(Collection entries)
┌──

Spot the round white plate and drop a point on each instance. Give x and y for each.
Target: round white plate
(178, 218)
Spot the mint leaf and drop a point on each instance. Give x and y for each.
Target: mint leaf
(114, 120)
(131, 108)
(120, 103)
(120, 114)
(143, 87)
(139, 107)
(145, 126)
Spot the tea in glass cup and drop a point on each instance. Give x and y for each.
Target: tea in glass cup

└──
┌──

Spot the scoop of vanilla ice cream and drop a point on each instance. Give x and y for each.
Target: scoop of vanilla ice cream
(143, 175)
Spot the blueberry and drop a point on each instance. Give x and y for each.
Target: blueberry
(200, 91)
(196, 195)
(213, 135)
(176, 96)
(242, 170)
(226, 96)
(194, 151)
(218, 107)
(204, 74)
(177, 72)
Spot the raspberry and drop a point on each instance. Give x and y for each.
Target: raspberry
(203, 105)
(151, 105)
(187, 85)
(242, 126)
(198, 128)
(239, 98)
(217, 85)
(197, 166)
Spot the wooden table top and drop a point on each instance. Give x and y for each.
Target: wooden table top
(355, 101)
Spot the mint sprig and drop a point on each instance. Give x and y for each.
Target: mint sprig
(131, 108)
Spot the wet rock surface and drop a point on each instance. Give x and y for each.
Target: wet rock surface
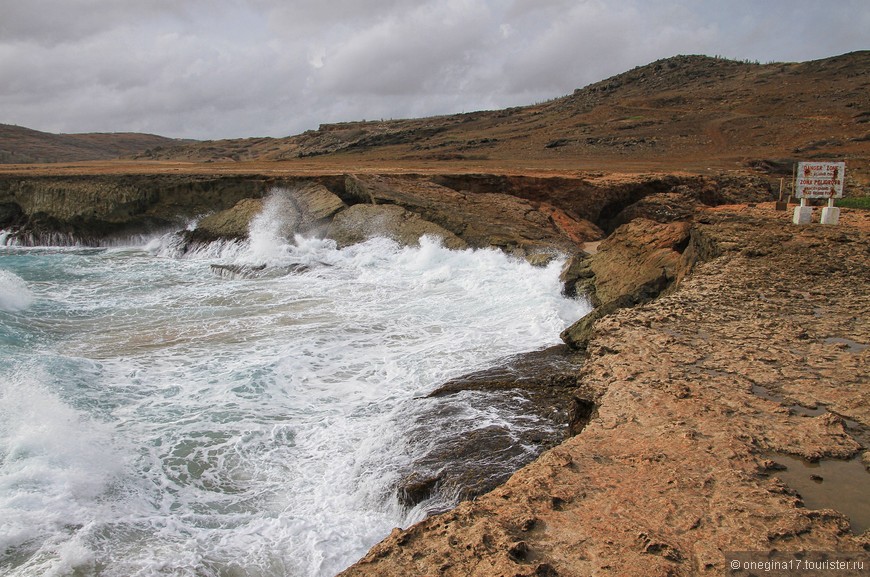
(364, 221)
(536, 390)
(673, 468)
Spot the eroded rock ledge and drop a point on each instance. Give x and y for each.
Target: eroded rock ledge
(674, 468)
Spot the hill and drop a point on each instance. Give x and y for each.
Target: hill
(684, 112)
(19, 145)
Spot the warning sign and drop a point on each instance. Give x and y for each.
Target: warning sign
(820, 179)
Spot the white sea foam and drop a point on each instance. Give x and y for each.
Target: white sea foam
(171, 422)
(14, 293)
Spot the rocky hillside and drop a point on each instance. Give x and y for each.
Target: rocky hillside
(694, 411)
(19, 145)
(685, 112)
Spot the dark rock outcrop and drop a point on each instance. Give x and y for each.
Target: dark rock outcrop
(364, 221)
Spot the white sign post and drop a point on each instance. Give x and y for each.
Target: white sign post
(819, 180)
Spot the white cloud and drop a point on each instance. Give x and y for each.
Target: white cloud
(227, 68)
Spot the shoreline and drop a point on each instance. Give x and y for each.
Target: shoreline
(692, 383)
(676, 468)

└──

| TASK GOAL |
When you reach the line holding "Target: mint leaf" in the records above, begin reproducing exactly, stop after the line holding "Target: tea in glass cup", and output nothing else.

| PROBLEM SOLUTION |
Target: mint leaf
(114, 120)
(131, 108)
(120, 103)
(120, 114)
(143, 87)
(139, 107)
(145, 126)
Spot the tea in glass cup and drop a point on each instance. Give x and y for each.
Target: tea in glass cup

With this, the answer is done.